** Opening SOURCE MATERIAL block **

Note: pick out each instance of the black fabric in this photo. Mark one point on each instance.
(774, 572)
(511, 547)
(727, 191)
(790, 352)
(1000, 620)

** Closing SOURCE MATERIAL block **

AIM OF THE EXERCISE
Please make the answer a complete, exact reproduction of the records.

WRITTEN ANSWER
Note: pick out each instance of the black fabric in this photo. Mark one point on each instance.
(774, 572)
(511, 547)
(727, 191)
(790, 352)
(1000, 620)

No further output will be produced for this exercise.